Archive for the ‘baby jessica’ Category

Poor grades for many many Mass. nursing homes

Sunday, March 7th, 2010

Nearly 40 percent of the state’s 437 nursing homes received below-average scores during their most recent inspections due to a troubling catalog of lapses and abuses that are putting vulnerable seniors at serious risk, a Herald review has found.

The Bay State nursing home population is about 45,000. The Herald’s findings come at a time when the number of residents in such homes is expected to surge as baby boomers age into their 80s.

With so many boomers in the nursing home pipeline, advocates and families say they are extremely worried about the quality of care today and in the future.

“I think our system doesn’t require nursing homes to be good,” said Janet Wells, director of public policy at the National Citizens’ Coalition for Nursing Home Reform, who blames lack of oversight and low staffing for poor quality.

A Herald examination of two years of inspection reports and complaint investigations for the worst-performing nursing homes in eastern Massachusetts bears out Wells’ concerns. The documents, provided by the Department of Public Health after months of public records requests, revealed dozens cases of poor staff training, unsanitary living conditions and overall neglect. For example:

At a Danvers home in 2008, nurses failed to perform CPR on a resident after finding her unresponsive. a doctor arrived 15 minutes later and pronounced her dead. The state investigated and faulted the home for providing poor care. In addition, a nurse said she falsified the dead woman’s medical records, the state found.

Residents are not always safe from their peers, as evidenced by the Sept. 24 murder of 100-year-old Dartmouth nursing home patient Elizabeth Barrow who was strangled in her bed. Her roommate, Laura Lundquist, 98, has been charged with murder.

A woman at a Lawrence nursing home informed investigators she was in “unbearable” pain for days because staff failed to reorder her pain medication on time.

Investigators caught a Lawrence nursing home resident smoking while using an oxygen tank. a resident was found flicking ashes on her bed sheets in a Chelsea home. In Danvers, a smoking room lacked a fire extinguisher.

In 2008 and 2009, there were 71 complaints of neglect and physical, sexual and verbal abuse of residents at 40 homes reviewed by the Herald. of those complaints, 11 were deemed valid by the state. In 41 cases, the state couldn’t determine whether the abuse occurred. The rest were deemed invalid.

****************************************

» **PROBLEMS AND TASKS**:
1. Decide whether each statement agrees with the nursing home article. For each, answer yes or no and quote the words of the article that decide it.
(a) Massachusetts has 437 nursing homes.
(b) Laura Lundquist has been convicted of murder.
(c) A smoking room in Danvers had no fire extinguisher.
2. Answer these questions using the nursing home article.
(a) About how many people live in Bay State nursing homes?
(b) How old was Elizabeth Barrow?
(c) Of the 71 complaints from 2008 and 2009, how many did the state deem valid?
3. Duplicate the passage of the nursing home article that starts at "Archive for the" and ends at "review has found.".

» **Records from a dataset**:
****************************************

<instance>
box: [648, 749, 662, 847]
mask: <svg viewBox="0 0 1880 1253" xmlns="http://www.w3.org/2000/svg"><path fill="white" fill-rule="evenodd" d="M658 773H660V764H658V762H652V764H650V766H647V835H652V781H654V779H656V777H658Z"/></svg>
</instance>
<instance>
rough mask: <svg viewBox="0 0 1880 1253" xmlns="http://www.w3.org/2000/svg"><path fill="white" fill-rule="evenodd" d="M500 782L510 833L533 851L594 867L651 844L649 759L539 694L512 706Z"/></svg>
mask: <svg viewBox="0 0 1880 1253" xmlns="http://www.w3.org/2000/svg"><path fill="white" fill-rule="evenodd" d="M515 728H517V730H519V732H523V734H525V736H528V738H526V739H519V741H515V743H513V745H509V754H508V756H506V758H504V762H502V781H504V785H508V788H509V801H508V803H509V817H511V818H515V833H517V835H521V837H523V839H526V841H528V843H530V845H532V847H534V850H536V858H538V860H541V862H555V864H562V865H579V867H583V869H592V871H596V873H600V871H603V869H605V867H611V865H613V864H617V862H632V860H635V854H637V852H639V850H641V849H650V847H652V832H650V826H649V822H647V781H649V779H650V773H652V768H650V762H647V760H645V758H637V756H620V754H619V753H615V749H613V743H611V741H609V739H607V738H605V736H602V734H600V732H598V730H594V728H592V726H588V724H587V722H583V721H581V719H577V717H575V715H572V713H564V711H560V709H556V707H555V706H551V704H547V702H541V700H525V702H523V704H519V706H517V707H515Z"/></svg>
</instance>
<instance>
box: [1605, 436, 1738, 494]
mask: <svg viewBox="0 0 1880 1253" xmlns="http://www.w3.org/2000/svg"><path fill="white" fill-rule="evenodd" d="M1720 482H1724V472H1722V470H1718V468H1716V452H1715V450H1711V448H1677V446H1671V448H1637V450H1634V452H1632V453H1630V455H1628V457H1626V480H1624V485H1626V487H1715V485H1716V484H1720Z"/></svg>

****************************************

» **ANSWER LIST**:
1.
(a) Yes: "Nearly 40 percent of the state’s 437 nursing homes received below-average scores"
(b) No: "Her roommate, Laura Lundquist, 98, has been charged with murder."
(c) Yes: "In Danvers, a smoking room lacked a fire extinguisher."

2.
(a) About 45,000
(b) 100 years old
(c) 11

3.
Archive for the ‘baby jessica’ Category

Poor grades for many many Mass. nursing homes

Sunday, March 7th, 2010

Nearly 40 percent of the state’s 437 nursing homes received below-average scores during their most recent inspections due to a troubling catalog of lapses and abuses that are putting vulnerable seniors at serious risk, a Herald review has found.